▸ EXERCISE DESCRIPTION
Each entry below must be repeated word for word.

◆ ◆ ◆ ◆ ◆ ◆ ◆

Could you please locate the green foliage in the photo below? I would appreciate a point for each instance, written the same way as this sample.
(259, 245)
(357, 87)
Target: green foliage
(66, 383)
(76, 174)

◆ ◆ ◆ ◆ ◆ ◆ ◆

▸ SOLVED EXERCISE
Could you please locate the green foliage in the photo below? I would appreciate a point for each instance, written the same way as this sample.
(259, 245)
(357, 87)
Target: green foliage
(66, 383)
(76, 174)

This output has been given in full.